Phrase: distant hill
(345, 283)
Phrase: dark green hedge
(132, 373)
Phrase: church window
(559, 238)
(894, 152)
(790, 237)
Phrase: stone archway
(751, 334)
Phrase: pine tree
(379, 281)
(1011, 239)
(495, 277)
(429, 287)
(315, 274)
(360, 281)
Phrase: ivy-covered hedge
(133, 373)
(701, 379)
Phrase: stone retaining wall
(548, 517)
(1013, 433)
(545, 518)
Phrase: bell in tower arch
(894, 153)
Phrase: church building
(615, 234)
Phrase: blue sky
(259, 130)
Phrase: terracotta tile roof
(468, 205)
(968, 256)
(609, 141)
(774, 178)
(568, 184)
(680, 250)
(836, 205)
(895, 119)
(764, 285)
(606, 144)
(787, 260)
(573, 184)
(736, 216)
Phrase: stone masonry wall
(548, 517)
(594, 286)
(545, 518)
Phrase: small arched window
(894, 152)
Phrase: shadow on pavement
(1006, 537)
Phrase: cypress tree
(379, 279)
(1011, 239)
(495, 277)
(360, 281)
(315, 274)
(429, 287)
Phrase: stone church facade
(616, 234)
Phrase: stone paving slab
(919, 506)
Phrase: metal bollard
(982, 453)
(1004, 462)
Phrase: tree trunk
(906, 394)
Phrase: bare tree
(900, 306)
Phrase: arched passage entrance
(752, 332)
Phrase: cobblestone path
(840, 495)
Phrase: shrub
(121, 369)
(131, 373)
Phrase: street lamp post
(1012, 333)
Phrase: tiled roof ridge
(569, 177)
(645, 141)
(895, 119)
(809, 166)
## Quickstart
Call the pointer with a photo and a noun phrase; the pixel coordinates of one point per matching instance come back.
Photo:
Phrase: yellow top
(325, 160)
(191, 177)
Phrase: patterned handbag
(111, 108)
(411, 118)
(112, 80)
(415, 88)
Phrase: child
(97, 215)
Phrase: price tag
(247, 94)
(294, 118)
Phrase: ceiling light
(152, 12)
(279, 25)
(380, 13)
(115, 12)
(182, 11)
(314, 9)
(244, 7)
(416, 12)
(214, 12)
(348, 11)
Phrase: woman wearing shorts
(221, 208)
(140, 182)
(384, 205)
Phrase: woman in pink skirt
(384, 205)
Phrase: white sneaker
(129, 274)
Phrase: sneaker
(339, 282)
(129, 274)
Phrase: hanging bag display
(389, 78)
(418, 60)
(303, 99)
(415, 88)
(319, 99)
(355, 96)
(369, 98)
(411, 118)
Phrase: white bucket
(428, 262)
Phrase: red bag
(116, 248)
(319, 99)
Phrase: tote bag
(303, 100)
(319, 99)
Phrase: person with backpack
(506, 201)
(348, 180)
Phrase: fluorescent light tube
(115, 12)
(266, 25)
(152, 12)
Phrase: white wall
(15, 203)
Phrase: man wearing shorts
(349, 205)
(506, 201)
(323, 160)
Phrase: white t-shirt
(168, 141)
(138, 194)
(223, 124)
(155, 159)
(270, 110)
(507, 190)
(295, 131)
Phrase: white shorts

====

Exercise objective
Supply the entire listing above again, word for word.

Reply
Phrase: distant hill
(345, 283)
Phrase: dark green hedge
(132, 373)
Phrase: church window
(559, 238)
(894, 152)
(790, 237)
Phrase: stone archway
(751, 334)
Phrase: pine tree
(379, 281)
(1011, 239)
(495, 277)
(429, 287)
(315, 274)
(360, 281)
Phrase: ivy-covered hedge
(133, 373)
(701, 379)
Phrase: stone retaining wall
(548, 517)
(1013, 433)
(545, 518)
Phrase: bell in tower arch
(894, 153)
Phrase: church building
(615, 234)
Phrase: blue sky
(259, 130)
Phrase: terracotta tile roof
(468, 205)
(968, 256)
(609, 141)
(774, 178)
(568, 184)
(680, 250)
(836, 205)
(895, 119)
(764, 285)
(606, 144)
(787, 260)
(573, 184)
(736, 216)
Phrase: stone masonry wall
(548, 517)
(594, 286)
(545, 518)
Phrase: small arched window
(894, 152)
Phrase: shadow on pavement
(1006, 537)
Phrase: cypress tree
(379, 279)
(1011, 239)
(495, 277)
(360, 281)
(315, 274)
(429, 287)
Phrase: stone church facade
(616, 234)
Phrase: stone paving slab
(919, 506)
Phrase: metal bollard
(982, 453)
(1004, 462)
Phrase: tree trunk
(906, 394)
Phrase: bare tree
(900, 306)
Phrase: arched passage entrance
(752, 332)
Phrase: cobblestone path
(840, 495)
Phrase: shrub
(121, 369)
(131, 373)
Phrase: street lamp post
(1012, 333)
Phrase: tiled roof ridge
(569, 177)
(645, 141)
(895, 119)
(809, 166)
## Quickstart
Call the pointer with a photo and a noun phrase; the pixel coordinates of one point per matching instance come back.
Photo:
Phrase: yellow top
(325, 160)
(191, 177)
Phrase: patterned handbag
(111, 108)
(411, 118)
(112, 80)
(415, 88)
Phrase: child
(97, 215)
Phrase: price tag
(247, 94)
(294, 118)
Phrase: ceiling light
(152, 12)
(279, 25)
(380, 13)
(115, 12)
(182, 11)
(314, 9)
(244, 7)
(416, 12)
(214, 12)
(348, 11)
Phrase: woman wearing shorts
(221, 208)
(140, 182)
(384, 205)
Phrase: woman in pink skirt
(384, 205)
Phrase: white sneaker
(129, 274)
Phrase: sneaker
(339, 282)
(129, 274)
Phrase: hanging bag display
(389, 78)
(418, 60)
(303, 99)
(415, 88)
(319, 99)
(355, 96)
(369, 98)
(411, 118)
Phrase: white bucket
(428, 262)
Phrase: red bag
(116, 248)
(319, 99)
Phrase: tote bag
(303, 100)
(319, 99)
Phrase: person with backpack
(506, 201)
(348, 180)
Phrase: fluorescent light tube
(115, 12)
(266, 25)
(152, 12)
Phrase: white wall
(15, 203)
Phrase: man wearing shorts
(349, 205)
(506, 201)
(323, 160)
Phrase: white t-shirt
(168, 141)
(138, 194)
(223, 124)
(155, 159)
(270, 110)
(507, 190)
(295, 131)
Phrase: white shorts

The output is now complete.